┌────────

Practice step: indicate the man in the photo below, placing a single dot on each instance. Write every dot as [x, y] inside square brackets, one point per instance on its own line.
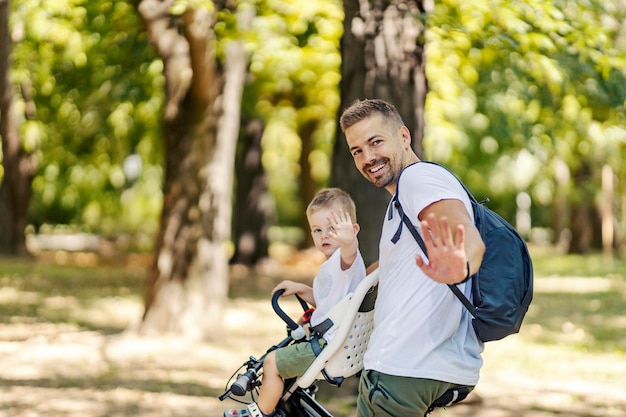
[423, 342]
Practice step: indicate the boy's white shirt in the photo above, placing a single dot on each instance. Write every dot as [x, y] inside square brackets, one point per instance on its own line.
[421, 329]
[331, 285]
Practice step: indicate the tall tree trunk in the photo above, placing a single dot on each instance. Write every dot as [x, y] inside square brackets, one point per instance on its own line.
[187, 284]
[254, 204]
[382, 57]
[308, 188]
[19, 165]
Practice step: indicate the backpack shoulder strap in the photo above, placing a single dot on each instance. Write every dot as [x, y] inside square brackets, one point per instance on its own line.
[395, 203]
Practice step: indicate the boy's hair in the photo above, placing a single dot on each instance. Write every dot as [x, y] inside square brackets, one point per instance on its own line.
[366, 108]
[332, 197]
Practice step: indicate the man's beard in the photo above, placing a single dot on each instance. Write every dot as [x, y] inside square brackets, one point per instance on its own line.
[382, 180]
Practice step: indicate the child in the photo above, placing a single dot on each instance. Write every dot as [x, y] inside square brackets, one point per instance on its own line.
[332, 219]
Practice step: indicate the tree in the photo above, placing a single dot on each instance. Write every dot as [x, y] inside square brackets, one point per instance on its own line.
[188, 280]
[18, 159]
[383, 56]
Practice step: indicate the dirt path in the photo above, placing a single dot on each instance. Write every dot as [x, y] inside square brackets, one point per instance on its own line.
[61, 370]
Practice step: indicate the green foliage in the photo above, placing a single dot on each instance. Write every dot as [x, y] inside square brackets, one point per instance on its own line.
[525, 96]
[295, 72]
[98, 90]
[528, 90]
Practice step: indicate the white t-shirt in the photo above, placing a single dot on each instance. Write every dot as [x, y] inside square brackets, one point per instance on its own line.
[421, 329]
[331, 285]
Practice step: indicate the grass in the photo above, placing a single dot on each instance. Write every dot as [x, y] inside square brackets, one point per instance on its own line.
[573, 341]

└────────

__WHAT THE EXERCISE ASKS__. The entries above must be output exactly, with every image left out.

__ANSWER FOR THE TASK__.
Practice step: indicate the man in the photo below, placing a single dot on each instance. Write every dot as [x, y] inside square brackets, one point per instance on its own line.
[423, 342]
Practice step: indicate the boy's white shirt in the photo above, placing a single dot on each instance. Write every dot as [x, y] inside square brackets, one point per instance on its own line.
[421, 329]
[331, 285]
Practice step: indicate the tall tree trunk in the photo above, placing a single dot on each instance. Write every dot as [x, y] inside square brackets, one point per instance on its own line.
[187, 284]
[254, 204]
[382, 57]
[308, 188]
[19, 165]
Practice step: indicate the backpack shoulder strap in the photo above, placing a single dot on each instance. Write every dot as [x, y] inside square brackets, one point per instance on its own line.
[395, 203]
Practice step: indicate the boy's hair in the photo above, placing a single dot on each instance. Write every dot as [x, y] inside square brackets, one point per instance on its own line.
[366, 108]
[332, 197]
Practice step: indicate the man's beard in the photo above, placing a single dot on each instance. Write every dot as [x, y] inside square brackets, one point per instance on its own line.
[382, 180]
Practice step: indicate the child in the photo above, placing a single dot on each instance. Write every dot as [x, y] inside square brackets, one point per instance on its own line.
[332, 219]
Practice step: indicate the tree in the photo above, placing a single dot on each instance. Write every dot as [x, y] inside square brackets, one point per instance on its own line.
[188, 280]
[18, 159]
[383, 56]
Practice step: indicate the dirt path in the photo above, placing a single dot on each instance. Write every dot as [x, y] inside square brackets, one point per instance on its own line.
[61, 370]
Practice step: indicate the green foliage in the photo above, placing a single dot on each instance. Write every dot as [x, y] inside square brackets, one point per instance on its own line.
[525, 96]
[295, 72]
[98, 90]
[528, 90]
Practice step: indicate the white t-shirt in the photo above, placing a single dot on each instance. Write every dot as [x, y] inside square brackets, one point per instance on its own line.
[421, 329]
[331, 285]
Practice step: indicate the grass in the photo above, placing a single dot on each instance. Write every dot as [x, y] inside square brackets, one point per instance on its own line.
[573, 341]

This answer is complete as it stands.